BEGIN INPUT

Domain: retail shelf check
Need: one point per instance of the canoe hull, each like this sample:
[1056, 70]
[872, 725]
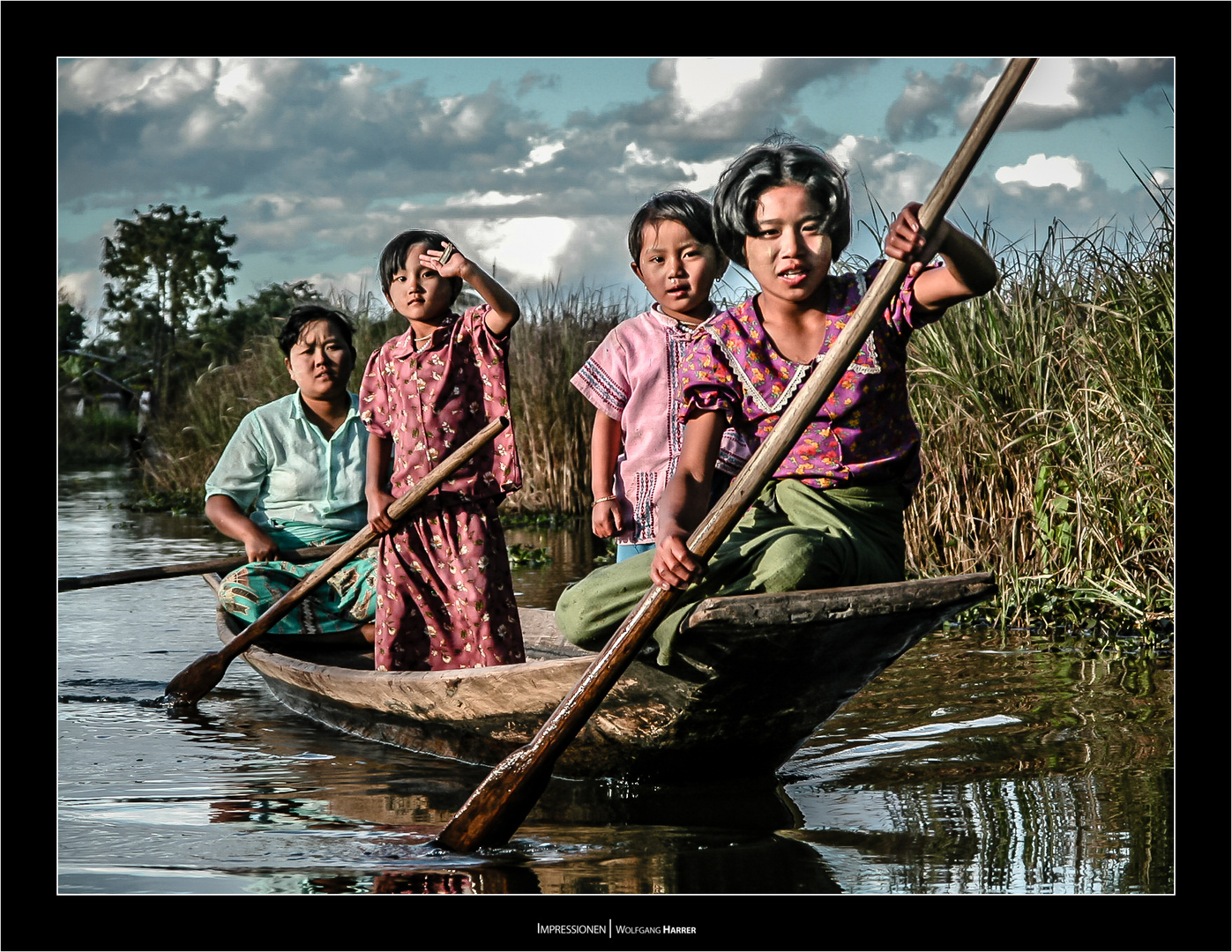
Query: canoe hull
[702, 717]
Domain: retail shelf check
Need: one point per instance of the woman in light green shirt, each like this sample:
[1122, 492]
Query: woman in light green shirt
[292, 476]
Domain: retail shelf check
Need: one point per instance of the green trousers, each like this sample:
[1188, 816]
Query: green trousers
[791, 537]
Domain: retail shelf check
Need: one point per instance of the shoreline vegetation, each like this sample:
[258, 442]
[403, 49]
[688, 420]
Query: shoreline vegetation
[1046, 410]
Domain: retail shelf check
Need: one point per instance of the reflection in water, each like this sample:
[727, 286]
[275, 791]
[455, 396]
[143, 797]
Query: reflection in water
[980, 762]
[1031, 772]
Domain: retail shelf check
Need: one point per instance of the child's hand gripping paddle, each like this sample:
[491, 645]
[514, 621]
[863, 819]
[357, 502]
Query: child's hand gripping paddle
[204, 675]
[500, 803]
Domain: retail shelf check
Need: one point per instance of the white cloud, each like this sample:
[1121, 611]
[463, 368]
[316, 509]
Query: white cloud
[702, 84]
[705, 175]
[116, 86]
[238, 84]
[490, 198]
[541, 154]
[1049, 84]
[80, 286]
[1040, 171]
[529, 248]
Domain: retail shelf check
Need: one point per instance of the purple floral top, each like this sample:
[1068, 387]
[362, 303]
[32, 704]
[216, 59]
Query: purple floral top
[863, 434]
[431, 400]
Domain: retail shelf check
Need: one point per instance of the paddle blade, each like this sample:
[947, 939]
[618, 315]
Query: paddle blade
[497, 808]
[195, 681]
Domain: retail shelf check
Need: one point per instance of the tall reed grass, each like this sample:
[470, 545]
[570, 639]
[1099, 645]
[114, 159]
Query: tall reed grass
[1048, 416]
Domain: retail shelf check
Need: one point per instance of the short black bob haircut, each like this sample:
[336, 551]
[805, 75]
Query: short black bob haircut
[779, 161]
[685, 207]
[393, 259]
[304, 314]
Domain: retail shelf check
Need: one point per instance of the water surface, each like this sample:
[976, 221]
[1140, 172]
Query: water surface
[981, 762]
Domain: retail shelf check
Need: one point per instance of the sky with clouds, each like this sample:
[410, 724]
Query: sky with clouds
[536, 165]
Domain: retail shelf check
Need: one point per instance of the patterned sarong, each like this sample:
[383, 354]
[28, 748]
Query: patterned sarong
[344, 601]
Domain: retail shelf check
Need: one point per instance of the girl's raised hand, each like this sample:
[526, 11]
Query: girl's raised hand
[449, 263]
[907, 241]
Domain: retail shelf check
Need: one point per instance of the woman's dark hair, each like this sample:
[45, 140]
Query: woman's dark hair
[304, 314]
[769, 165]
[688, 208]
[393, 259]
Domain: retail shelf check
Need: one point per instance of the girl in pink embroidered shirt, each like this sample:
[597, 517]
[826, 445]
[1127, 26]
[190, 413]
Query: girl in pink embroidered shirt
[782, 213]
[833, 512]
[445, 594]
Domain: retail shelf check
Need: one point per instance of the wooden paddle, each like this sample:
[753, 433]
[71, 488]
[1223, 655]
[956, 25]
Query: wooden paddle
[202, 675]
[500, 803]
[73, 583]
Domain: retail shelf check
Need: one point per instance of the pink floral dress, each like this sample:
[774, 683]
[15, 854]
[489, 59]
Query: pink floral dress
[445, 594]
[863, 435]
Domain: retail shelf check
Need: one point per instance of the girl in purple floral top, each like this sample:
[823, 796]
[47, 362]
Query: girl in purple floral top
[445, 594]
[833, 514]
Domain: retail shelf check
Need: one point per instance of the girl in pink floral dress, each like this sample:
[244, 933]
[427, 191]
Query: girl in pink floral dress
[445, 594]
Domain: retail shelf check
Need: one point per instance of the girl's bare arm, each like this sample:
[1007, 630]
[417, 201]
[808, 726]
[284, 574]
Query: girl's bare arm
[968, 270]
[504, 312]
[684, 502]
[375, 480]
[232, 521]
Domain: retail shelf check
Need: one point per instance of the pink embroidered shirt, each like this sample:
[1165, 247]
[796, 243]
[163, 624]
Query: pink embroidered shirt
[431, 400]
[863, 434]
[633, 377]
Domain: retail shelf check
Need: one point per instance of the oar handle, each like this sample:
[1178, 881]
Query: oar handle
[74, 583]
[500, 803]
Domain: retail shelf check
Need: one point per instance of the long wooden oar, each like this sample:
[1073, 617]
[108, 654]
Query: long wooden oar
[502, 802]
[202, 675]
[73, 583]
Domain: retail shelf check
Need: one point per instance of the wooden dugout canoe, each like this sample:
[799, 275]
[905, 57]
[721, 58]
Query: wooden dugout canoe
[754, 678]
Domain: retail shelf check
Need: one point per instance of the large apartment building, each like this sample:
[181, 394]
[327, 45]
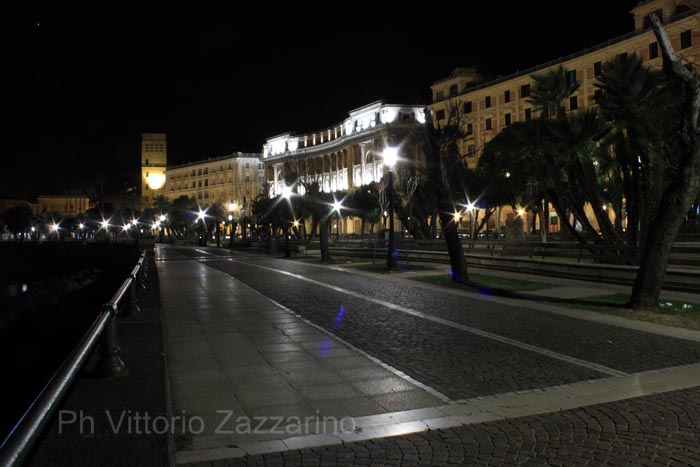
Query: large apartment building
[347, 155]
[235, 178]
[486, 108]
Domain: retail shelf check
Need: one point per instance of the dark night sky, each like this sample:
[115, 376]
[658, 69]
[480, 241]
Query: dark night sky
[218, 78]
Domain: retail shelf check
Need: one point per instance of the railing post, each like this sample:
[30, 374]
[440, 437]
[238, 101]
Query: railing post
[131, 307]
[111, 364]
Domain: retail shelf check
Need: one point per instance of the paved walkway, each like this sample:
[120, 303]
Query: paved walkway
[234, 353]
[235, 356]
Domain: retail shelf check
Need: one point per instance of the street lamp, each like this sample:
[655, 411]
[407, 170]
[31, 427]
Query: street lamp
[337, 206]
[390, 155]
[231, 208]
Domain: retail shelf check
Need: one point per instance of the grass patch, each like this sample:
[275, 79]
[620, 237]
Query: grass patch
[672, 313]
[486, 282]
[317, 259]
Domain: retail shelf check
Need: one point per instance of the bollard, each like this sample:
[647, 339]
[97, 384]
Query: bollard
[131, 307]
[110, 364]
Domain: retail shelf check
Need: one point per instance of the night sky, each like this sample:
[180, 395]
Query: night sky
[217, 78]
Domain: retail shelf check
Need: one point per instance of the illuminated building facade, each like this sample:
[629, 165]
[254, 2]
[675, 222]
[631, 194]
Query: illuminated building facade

END INPUT

DIRECTIONS FOR THIS TASK: How many lines of the material above contain the string "dugout"? Reply with the number alone.

THE RESULT: 2